TASK GOAL: Lay out the items as a Markdown table with columns Index and Entry, starting at the first line and ending at the line containing "309 88 L 303". Number each row and leave out blank lines.
======== RECORDS SUPPLIED
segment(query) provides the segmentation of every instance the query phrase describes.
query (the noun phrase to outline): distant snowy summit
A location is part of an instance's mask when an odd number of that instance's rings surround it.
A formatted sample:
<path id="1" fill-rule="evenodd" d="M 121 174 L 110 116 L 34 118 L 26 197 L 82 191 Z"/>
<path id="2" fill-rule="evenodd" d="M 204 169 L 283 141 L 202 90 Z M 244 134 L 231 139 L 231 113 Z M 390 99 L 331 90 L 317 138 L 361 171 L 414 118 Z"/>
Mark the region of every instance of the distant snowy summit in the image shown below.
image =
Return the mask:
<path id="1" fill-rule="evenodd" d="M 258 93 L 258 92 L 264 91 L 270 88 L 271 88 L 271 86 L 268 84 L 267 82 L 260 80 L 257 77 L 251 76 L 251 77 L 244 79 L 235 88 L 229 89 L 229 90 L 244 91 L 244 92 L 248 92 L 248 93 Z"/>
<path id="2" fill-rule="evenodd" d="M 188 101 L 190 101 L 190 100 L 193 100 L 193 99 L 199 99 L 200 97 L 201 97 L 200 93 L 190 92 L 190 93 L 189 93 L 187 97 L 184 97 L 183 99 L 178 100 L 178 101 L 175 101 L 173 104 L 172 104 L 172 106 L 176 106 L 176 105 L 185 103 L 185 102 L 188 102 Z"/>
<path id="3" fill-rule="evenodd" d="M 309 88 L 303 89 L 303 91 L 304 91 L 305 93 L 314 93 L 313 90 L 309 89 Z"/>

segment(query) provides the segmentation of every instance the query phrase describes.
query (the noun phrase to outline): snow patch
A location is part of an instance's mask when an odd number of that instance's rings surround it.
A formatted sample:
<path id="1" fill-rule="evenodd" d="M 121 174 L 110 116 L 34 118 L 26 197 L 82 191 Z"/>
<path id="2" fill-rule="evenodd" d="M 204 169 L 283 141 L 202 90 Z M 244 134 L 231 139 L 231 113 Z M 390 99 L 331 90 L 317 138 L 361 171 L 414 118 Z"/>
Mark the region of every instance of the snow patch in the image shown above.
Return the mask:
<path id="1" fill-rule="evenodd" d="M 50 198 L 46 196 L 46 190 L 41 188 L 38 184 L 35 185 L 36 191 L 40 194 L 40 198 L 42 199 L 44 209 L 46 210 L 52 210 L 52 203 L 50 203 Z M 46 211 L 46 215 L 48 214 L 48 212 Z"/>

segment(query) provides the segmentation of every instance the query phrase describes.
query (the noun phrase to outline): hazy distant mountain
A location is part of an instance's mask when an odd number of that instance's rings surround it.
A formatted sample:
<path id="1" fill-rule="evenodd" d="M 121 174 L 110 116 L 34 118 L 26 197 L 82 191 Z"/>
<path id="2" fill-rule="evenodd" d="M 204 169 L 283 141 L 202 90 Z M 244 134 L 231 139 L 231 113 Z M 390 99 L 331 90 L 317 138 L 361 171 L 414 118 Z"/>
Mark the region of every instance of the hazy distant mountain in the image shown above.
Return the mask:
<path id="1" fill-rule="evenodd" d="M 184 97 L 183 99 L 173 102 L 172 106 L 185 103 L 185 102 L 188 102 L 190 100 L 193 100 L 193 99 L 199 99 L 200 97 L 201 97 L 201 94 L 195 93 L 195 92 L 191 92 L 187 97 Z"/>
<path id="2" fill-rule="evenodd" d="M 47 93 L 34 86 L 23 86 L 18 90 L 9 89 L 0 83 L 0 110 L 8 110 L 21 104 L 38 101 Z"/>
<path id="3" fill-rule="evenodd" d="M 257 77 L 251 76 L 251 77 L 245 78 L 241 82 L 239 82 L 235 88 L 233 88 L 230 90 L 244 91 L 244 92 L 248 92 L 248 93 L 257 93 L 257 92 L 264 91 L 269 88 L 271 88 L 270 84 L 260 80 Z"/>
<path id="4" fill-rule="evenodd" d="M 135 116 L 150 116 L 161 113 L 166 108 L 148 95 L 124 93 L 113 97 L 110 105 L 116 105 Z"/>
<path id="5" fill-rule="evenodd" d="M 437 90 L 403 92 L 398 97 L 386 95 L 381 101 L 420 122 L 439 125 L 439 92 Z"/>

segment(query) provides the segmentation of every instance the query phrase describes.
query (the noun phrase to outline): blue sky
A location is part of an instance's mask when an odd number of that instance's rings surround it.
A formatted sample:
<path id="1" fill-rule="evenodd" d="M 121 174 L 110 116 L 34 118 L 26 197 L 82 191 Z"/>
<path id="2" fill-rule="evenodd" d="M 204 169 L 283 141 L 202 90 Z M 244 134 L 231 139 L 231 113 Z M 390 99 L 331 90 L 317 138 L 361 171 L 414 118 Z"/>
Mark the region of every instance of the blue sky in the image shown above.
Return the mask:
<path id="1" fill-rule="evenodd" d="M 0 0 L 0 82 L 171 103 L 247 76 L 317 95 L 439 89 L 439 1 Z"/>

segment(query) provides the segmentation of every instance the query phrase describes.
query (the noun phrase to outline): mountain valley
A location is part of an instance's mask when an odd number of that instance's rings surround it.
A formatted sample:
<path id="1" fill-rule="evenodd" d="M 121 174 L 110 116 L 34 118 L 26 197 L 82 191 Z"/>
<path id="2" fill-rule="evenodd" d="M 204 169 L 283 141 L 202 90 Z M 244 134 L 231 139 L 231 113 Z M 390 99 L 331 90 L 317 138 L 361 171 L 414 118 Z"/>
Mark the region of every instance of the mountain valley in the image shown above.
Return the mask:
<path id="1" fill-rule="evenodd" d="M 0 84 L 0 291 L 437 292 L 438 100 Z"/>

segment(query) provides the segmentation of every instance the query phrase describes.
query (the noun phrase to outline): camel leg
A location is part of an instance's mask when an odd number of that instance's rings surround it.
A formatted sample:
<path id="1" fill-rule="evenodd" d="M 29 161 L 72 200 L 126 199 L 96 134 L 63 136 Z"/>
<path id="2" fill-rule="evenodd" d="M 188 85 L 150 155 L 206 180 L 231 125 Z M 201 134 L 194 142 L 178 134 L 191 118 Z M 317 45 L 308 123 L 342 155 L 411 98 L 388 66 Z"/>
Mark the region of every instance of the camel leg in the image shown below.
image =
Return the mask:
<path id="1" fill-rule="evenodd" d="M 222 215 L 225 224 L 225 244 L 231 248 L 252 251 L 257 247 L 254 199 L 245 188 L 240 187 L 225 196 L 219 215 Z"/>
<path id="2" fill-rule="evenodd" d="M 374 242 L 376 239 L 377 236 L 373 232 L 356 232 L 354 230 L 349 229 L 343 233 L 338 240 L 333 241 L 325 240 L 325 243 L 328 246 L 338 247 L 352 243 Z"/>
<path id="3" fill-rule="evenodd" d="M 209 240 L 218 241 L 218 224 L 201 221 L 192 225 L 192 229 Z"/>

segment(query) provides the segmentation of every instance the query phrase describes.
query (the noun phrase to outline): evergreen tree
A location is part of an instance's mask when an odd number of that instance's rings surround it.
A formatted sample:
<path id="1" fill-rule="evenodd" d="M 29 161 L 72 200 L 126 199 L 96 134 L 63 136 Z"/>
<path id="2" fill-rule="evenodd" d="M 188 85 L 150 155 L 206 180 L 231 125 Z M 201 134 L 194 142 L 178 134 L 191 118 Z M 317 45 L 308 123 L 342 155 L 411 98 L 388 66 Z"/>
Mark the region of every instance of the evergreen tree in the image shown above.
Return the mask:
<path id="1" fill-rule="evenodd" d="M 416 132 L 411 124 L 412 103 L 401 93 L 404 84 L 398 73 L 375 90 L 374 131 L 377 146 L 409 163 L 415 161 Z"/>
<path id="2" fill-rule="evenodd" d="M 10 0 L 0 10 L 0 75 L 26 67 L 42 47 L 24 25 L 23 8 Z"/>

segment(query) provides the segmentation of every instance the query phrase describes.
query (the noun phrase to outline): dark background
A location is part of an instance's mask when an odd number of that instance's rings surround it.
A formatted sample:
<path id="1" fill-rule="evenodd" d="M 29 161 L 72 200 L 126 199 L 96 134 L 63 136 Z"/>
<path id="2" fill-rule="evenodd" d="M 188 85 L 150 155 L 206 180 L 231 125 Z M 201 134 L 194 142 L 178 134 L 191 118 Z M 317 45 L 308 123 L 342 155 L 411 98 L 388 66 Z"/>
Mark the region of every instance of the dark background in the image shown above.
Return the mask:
================
OUTPUT FOR THIS EXERCISE:
| Index | Entry |
|---|---|
| 1 | segment(query) provides the segmentation of every instance the query phrase describes. |
| 2 | query (the noun phrase to outline): distant snowy summit |
| 3 | A location is part of an instance's mask when an odd number of that instance's rings surround it. |
| 4 | A formatted sample: |
| 5 | <path id="1" fill-rule="evenodd" d="M 121 174 L 110 116 L 34 118 L 26 197 L 82 191 Z"/> |
| 6 | <path id="2" fill-rule="evenodd" d="M 204 169 L 283 141 L 202 90 Z M 244 134 L 231 139 L 231 113 Z M 390 99 L 331 90 L 317 138 L 361 171 L 414 118 Z"/> |
| 7 | Mark the region of every instance of the distant snowy summit in the image shown below. |
| 8 | image = |
| 9 | Return the mask: |
| 10 | <path id="1" fill-rule="evenodd" d="M 258 93 L 258 92 L 264 91 L 270 88 L 271 88 L 271 86 L 268 84 L 267 82 L 260 80 L 257 77 L 251 76 L 251 77 L 244 79 L 235 88 L 229 89 L 229 90 L 244 91 L 244 92 L 248 92 L 248 93 Z"/> |
| 11 | <path id="2" fill-rule="evenodd" d="M 188 101 L 190 101 L 190 100 L 193 100 L 193 99 L 199 99 L 200 97 L 201 97 L 200 93 L 190 92 L 190 93 L 189 93 L 187 97 L 184 97 L 183 99 L 178 100 L 178 101 L 175 101 L 173 104 L 172 104 L 172 106 L 176 106 L 176 105 L 185 103 L 185 102 L 188 102 Z"/> |
| 12 | <path id="3" fill-rule="evenodd" d="M 309 88 L 303 89 L 303 91 L 304 91 L 305 93 L 314 93 L 313 90 L 309 89 Z"/> |